### Exercise
Write out every line of the records below as a JSON list of strings, one string per line, with blank lines left out.

### Material provided

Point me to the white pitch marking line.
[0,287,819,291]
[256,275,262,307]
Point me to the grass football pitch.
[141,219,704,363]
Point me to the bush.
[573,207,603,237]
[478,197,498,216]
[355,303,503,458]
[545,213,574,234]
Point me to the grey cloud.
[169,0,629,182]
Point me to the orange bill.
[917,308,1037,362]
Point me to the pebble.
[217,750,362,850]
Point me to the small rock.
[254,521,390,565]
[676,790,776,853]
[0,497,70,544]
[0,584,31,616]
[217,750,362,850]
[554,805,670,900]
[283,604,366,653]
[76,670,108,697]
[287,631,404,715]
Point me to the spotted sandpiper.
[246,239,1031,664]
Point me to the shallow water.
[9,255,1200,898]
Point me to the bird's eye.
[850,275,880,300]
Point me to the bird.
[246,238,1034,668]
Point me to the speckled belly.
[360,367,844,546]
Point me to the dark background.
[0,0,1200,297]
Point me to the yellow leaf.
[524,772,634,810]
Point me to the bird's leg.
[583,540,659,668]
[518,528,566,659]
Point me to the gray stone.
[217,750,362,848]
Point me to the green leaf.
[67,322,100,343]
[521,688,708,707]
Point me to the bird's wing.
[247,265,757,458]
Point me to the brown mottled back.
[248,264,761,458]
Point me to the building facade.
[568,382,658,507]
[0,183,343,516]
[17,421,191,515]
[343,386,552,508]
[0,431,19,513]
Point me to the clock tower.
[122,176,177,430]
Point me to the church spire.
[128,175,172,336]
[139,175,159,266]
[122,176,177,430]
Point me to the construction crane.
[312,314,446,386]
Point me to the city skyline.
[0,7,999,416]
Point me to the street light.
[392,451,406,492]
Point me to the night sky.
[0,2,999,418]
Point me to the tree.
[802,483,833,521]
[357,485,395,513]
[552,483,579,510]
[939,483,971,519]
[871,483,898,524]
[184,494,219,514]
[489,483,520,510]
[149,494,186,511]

### The output
[
  "Point me to the white pitch marking line.",
  "[0,287,819,291]",
  "[256,275,262,307]",
  "Point me to the grass football pitch.",
  "[141,219,704,363]",
  "Point me to the bush.",
  "[573,207,603,237]",
  "[478,197,498,216]",
  "[355,303,503,458]",
  "[545,213,574,234]",
  "Point me to the grey cloud.",
  "[169,0,629,182]",
  "Point me to the orange bill.",
  "[917,308,1037,362]",
  "Point me to the pebble.",
  "[217,750,362,850]",
  "Point me to the small rock.",
  "[254,521,390,565]",
  "[676,790,776,853]",
  "[0,497,70,544]",
  "[0,584,31,616]",
  "[217,750,362,850]",
  "[554,805,670,900]",
  "[283,604,366,653]",
  "[76,670,108,697]",
  "[287,631,404,715]",
  "Point me to the spotted sandpiper.",
  "[246,239,1031,664]",
  "Point me to the shallow water.",
  "[9,255,1200,898]",
  "Point me to the bird's eye.",
  "[850,275,880,300]",
  "Point me to the bird.",
  "[246,238,1034,668]",
  "Point me to the speckled belly.",
  "[360,367,844,546]",
  "Point me to the dark background.",
  "[0,0,1200,297]",
  "Point me to the yellow leaf.",
  "[524,772,634,810]",
  "Point me to the bird's leg.",
  "[583,540,659,668]",
  "[518,528,566,659]",
  "Point me to the gray stone.",
  "[217,750,362,848]",
  "Point me to the green leaf.",
  "[67,322,100,343]",
  "[521,688,708,707]",
  "Point me to the bird's wing.",
  "[247,265,757,458]",
  "Point me to the brown mottled back.",
  "[248,264,761,458]",
  "Point me to the building facade.",
  "[568,382,658,507]",
  "[0,183,343,516]",
  "[17,421,191,515]",
  "[343,386,552,508]",
  "[0,431,19,513]",
  "Point me to the clock tower.",
  "[122,176,177,430]",
  "Point me to the church spire.",
  "[128,175,172,336]",
  "[139,175,159,266]",
  "[122,176,177,430]",
  "Point me to the construction crane.",
  "[312,314,446,386]",
  "Point me to the city skyline.",
  "[0,7,999,416]",
  "Point me to the street light.",
  "[392,451,406,492]",
  "Point me to the night sky.",
  "[0,2,999,418]",
  "Point me to the tree.",
  "[802,483,833,521]",
  "[357,485,395,513]",
  "[552,483,579,510]",
  "[939,483,971,519]",
  "[871,483,898,524]",
  "[184,494,219,514]",
  "[489,483,520,510]",
  "[149,494,186,511]"
]